- Work to complete -
Report every line of the records below that contains the string "grain", copying each such line in full.

- Given information -
★ ★ ★

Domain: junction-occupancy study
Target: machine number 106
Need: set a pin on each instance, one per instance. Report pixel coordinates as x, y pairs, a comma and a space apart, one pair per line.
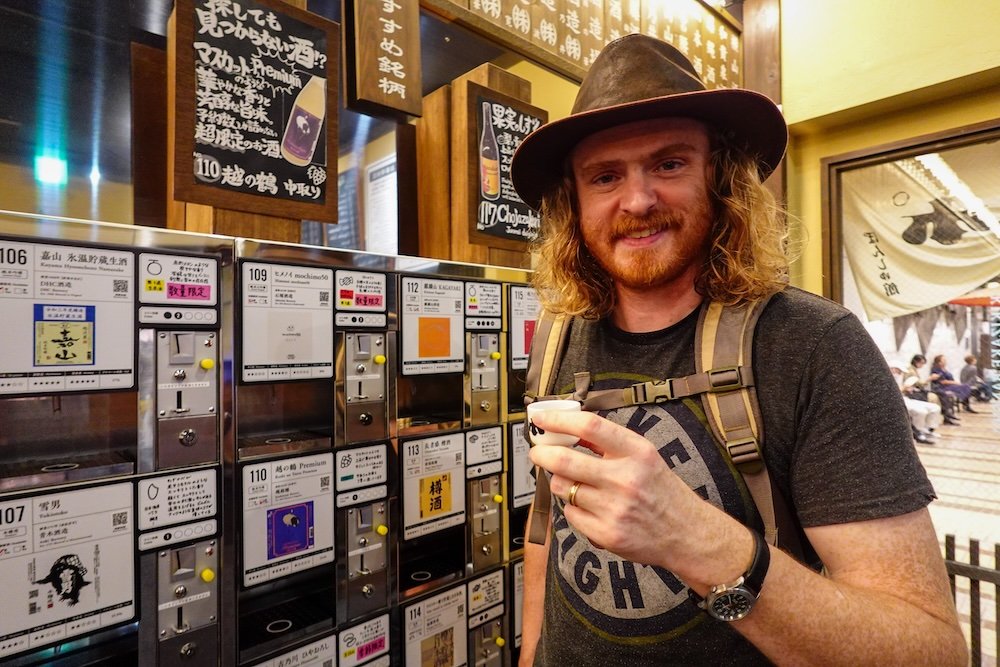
16, 256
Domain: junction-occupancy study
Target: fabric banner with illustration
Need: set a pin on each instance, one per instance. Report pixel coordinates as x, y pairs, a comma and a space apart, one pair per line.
910, 247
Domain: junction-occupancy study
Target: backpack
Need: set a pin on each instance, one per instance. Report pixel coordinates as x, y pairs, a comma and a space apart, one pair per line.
723, 378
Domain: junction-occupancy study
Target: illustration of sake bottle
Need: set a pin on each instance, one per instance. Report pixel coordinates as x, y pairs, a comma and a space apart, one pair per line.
305, 123
489, 158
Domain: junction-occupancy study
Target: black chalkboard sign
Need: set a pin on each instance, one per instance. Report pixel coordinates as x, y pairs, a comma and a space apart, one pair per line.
500, 124
256, 108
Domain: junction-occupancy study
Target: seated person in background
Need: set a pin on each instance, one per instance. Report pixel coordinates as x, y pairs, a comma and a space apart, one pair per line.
970, 375
942, 381
924, 415
916, 388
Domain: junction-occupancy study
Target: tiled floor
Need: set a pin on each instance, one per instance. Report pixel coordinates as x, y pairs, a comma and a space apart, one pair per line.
964, 466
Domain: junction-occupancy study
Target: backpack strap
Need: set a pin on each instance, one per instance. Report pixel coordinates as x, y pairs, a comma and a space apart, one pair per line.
547, 347
724, 343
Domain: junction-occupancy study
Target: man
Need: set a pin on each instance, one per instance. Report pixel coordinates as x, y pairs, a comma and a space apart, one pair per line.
970, 375
651, 203
924, 415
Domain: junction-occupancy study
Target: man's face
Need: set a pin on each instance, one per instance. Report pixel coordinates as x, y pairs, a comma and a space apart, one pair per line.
643, 199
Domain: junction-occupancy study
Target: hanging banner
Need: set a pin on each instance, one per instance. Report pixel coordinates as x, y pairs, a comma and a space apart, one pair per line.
909, 246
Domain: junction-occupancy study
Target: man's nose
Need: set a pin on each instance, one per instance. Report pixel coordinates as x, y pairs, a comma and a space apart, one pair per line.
638, 196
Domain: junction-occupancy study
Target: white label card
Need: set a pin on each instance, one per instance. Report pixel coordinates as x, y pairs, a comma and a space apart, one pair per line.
486, 592
361, 291
433, 484
66, 565
432, 329
364, 642
322, 653
483, 300
363, 466
69, 315
484, 445
179, 498
178, 280
287, 322
287, 517
435, 630
524, 310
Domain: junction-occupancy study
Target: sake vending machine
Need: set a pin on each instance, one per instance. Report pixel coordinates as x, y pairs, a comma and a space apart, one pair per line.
521, 315
110, 402
365, 326
483, 345
281, 493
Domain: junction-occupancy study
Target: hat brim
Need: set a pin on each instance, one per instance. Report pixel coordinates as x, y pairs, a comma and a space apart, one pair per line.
752, 118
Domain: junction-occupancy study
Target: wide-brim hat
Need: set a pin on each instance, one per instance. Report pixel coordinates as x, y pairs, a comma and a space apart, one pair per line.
638, 78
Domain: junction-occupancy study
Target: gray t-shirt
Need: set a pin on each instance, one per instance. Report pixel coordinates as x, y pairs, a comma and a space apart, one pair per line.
836, 439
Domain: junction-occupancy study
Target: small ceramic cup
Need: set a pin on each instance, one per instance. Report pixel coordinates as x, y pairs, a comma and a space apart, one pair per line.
540, 437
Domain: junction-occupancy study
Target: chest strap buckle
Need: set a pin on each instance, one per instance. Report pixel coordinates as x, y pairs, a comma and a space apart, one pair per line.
651, 392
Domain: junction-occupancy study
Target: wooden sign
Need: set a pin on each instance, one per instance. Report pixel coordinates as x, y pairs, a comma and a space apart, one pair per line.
497, 126
255, 101
383, 56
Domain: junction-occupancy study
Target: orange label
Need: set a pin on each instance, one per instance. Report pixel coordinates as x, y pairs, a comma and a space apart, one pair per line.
435, 337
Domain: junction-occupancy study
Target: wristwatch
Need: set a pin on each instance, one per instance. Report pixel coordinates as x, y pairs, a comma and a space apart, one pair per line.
731, 602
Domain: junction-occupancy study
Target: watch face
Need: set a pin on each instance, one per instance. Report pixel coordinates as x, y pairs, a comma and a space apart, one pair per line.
732, 604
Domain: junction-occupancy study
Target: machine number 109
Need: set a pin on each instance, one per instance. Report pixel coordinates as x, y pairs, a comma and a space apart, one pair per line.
11, 515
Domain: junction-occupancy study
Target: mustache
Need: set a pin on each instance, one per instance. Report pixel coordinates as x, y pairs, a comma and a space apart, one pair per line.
626, 224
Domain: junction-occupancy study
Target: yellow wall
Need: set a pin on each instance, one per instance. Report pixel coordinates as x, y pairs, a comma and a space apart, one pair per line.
843, 54
548, 91
858, 74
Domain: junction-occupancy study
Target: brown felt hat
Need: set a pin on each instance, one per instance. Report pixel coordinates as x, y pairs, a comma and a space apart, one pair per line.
641, 78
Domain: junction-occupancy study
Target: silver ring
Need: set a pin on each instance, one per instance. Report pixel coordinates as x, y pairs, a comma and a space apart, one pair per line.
571, 497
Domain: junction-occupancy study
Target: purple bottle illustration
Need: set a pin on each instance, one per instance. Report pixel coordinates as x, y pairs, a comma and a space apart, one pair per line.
305, 123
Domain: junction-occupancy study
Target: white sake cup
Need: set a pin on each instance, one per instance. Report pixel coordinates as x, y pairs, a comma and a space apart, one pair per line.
540, 437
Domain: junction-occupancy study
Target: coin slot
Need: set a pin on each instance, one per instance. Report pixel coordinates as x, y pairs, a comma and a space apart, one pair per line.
61, 467
279, 626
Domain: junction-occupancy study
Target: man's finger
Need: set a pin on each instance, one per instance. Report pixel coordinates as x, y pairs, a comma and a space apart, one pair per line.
603, 437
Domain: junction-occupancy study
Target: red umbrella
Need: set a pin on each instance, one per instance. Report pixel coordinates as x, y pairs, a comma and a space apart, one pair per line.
986, 296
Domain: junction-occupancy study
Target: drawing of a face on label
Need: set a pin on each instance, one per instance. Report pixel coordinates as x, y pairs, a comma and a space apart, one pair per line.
66, 577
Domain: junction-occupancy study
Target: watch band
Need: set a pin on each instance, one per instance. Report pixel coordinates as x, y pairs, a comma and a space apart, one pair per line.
752, 579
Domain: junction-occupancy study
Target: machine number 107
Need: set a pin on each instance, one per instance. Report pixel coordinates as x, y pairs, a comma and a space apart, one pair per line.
11, 515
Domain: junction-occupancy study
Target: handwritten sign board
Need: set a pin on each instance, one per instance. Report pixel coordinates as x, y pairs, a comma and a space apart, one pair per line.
497, 126
255, 100
383, 56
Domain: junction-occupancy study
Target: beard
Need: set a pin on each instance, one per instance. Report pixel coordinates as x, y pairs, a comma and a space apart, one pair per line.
661, 263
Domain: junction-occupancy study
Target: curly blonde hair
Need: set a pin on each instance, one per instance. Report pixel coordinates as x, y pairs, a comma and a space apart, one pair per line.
746, 259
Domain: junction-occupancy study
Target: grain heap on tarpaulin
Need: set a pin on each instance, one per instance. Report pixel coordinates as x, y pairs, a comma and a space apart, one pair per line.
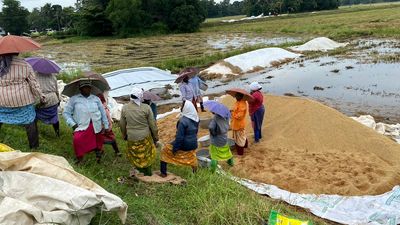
308, 147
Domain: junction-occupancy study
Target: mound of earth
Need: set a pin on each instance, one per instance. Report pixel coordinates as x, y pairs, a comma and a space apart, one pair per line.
308, 147
250, 62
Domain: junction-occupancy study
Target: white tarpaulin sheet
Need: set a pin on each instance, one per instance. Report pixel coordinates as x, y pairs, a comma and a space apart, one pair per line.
122, 81
38, 188
354, 210
390, 130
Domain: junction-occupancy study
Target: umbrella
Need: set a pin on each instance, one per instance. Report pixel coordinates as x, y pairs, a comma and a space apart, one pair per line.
147, 95
43, 65
91, 74
72, 88
246, 95
218, 108
191, 71
181, 77
16, 44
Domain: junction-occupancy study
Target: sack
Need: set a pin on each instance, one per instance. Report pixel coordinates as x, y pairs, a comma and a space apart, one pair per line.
203, 85
277, 219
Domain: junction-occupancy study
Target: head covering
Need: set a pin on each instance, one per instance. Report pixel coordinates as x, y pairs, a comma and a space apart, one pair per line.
84, 83
138, 93
5, 64
190, 112
255, 86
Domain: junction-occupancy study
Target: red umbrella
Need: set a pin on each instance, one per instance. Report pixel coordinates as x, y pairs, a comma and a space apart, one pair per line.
71, 89
16, 44
181, 77
188, 72
147, 95
246, 95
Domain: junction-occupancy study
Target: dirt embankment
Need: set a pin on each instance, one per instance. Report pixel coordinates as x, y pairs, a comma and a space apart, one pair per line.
308, 147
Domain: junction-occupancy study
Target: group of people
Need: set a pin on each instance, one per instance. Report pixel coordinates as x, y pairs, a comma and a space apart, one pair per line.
27, 96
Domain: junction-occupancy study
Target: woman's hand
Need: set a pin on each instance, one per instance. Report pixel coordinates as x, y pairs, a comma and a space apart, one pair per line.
42, 99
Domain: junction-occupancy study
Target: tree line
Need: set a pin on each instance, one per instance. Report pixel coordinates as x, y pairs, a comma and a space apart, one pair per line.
257, 7
106, 17
130, 17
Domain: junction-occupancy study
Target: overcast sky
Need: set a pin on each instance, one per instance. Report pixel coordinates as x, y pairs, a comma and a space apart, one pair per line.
30, 4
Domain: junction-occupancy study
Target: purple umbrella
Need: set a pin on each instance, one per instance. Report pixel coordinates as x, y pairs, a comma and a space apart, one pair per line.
218, 108
43, 65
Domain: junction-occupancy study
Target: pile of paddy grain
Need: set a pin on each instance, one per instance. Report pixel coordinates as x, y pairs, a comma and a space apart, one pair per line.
310, 148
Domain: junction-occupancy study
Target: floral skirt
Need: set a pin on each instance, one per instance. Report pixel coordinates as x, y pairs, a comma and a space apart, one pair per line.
17, 116
220, 153
180, 158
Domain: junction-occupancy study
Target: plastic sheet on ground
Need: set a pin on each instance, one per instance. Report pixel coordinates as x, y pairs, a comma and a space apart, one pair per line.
380, 209
148, 78
37, 188
390, 130
355, 210
319, 44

★ ★ ★

- Solution below -
Target: grain heap on tarpaulin
Target: pile of paddy grain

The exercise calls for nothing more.